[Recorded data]
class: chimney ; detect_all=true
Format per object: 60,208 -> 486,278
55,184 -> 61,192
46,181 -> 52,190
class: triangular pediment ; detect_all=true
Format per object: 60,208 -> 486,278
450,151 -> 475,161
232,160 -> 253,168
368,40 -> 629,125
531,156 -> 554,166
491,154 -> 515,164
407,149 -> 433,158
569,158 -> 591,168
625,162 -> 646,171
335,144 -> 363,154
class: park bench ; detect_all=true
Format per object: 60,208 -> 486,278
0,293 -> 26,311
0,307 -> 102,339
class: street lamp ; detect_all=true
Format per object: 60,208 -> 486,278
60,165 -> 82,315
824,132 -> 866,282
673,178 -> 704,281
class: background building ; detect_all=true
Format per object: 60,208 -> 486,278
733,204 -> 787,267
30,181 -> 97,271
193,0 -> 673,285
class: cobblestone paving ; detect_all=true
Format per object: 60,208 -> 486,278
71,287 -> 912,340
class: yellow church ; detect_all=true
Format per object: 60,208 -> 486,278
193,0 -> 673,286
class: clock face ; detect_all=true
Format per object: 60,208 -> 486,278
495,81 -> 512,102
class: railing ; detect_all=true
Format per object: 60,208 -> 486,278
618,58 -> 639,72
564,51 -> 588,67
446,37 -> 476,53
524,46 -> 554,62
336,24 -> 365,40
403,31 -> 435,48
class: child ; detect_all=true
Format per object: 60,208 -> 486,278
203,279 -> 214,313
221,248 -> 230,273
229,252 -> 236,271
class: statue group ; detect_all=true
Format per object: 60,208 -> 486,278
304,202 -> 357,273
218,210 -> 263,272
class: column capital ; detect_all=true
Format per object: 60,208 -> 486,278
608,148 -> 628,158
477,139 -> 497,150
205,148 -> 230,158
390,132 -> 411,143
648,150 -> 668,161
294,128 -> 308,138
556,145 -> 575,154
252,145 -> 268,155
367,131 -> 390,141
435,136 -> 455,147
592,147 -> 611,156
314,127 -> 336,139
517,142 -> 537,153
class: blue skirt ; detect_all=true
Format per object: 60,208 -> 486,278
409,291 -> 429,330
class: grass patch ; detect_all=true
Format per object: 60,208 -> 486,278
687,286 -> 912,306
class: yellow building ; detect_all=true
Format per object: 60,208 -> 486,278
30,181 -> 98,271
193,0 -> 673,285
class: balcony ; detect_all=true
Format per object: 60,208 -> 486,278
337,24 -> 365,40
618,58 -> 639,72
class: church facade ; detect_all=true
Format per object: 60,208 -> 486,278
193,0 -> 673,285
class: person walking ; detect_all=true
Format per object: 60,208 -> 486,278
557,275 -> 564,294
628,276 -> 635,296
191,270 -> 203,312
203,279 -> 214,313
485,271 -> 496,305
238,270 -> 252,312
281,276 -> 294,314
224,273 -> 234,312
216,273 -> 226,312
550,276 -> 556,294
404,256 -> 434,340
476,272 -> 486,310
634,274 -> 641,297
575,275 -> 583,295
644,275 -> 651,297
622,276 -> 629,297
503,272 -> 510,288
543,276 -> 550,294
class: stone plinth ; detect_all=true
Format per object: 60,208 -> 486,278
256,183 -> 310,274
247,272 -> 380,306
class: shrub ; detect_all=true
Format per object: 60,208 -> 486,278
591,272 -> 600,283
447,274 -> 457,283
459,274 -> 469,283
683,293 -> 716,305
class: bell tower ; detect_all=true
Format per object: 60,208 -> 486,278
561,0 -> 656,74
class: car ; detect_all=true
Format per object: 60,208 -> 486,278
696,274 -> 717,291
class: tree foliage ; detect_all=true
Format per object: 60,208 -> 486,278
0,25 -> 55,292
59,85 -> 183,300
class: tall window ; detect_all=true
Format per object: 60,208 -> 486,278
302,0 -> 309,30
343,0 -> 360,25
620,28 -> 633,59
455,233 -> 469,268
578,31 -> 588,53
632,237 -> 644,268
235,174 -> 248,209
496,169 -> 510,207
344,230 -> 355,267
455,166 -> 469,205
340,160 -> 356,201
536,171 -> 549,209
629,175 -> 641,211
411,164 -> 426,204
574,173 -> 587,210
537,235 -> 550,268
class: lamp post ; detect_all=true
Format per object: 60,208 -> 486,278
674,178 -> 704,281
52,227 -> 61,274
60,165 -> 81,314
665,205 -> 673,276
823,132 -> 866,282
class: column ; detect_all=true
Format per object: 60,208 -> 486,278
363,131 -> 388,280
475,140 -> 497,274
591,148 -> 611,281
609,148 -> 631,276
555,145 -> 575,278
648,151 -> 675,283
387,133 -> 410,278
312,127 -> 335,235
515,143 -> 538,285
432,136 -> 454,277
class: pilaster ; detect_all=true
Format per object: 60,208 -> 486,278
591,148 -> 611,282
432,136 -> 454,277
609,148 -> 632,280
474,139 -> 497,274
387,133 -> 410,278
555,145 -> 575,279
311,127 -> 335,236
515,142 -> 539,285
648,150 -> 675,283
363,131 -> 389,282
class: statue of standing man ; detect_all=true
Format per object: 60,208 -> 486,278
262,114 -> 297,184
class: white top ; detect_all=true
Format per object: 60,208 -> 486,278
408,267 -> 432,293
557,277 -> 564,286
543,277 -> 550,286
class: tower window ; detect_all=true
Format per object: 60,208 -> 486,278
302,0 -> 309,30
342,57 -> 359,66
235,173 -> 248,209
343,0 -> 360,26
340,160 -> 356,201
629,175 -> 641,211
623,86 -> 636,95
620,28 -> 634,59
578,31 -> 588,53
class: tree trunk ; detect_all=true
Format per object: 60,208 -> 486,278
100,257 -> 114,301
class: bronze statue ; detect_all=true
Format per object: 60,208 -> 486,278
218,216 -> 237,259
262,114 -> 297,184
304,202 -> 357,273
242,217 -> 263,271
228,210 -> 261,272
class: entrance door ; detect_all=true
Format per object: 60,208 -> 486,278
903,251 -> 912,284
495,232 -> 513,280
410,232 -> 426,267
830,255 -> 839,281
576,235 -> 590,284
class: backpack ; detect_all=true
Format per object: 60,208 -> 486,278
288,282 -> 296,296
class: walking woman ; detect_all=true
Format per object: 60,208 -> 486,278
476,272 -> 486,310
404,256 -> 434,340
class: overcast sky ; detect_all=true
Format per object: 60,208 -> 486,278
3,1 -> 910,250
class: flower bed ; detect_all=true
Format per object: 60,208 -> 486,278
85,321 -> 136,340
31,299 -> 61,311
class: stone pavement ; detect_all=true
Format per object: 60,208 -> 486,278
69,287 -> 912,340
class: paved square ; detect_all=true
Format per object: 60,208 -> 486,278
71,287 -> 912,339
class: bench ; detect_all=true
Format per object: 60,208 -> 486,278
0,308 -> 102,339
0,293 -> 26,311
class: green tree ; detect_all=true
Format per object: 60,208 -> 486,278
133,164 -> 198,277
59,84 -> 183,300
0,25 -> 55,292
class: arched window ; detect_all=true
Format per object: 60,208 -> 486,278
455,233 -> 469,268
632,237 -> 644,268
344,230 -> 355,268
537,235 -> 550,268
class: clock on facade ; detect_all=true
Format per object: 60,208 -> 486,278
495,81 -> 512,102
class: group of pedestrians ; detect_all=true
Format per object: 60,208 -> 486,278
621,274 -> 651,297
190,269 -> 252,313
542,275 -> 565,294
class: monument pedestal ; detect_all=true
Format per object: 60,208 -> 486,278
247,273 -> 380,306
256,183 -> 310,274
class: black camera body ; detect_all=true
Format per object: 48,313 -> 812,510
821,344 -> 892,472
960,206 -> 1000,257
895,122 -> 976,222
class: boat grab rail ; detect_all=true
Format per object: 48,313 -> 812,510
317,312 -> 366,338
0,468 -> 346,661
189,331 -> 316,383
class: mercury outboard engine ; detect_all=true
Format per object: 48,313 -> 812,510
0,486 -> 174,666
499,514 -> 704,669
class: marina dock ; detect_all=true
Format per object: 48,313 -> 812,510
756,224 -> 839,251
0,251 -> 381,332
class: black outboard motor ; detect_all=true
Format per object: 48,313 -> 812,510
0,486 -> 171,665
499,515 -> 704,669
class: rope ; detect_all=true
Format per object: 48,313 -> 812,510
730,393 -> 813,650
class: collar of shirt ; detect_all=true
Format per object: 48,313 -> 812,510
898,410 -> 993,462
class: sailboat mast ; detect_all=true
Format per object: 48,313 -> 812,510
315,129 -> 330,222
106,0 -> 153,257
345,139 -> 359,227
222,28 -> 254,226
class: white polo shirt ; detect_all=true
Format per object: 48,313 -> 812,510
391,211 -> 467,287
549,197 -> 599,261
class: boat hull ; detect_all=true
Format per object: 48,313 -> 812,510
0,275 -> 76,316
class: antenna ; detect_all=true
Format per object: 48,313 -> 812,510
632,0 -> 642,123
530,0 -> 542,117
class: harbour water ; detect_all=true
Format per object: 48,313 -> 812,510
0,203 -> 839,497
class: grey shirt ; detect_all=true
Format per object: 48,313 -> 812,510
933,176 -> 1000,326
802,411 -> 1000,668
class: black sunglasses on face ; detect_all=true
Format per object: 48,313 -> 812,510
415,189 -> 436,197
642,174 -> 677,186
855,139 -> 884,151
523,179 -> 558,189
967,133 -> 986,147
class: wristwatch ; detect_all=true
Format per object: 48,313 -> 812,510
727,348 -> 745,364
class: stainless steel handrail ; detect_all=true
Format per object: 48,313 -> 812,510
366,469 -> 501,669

PROMPT:
Give again, exactly as written, every line from the first one above through the line that has "class: park bench ; detect_all=true" in it.

PROBLEM SOLUTION:
class: chimney ; detect_all=true
Format per object: 60,208 -> 486,278
55,184 -> 61,192
46,181 -> 52,190
class: triangular pediment ; detect_all=true
Format per object: 60,208 -> 486,278
450,151 -> 475,161
232,160 -> 253,168
368,40 -> 629,125
531,156 -> 554,166
491,154 -> 515,164
407,149 -> 433,158
569,158 -> 591,168
625,162 -> 646,171
335,144 -> 363,154
class: park bench ; detect_all=true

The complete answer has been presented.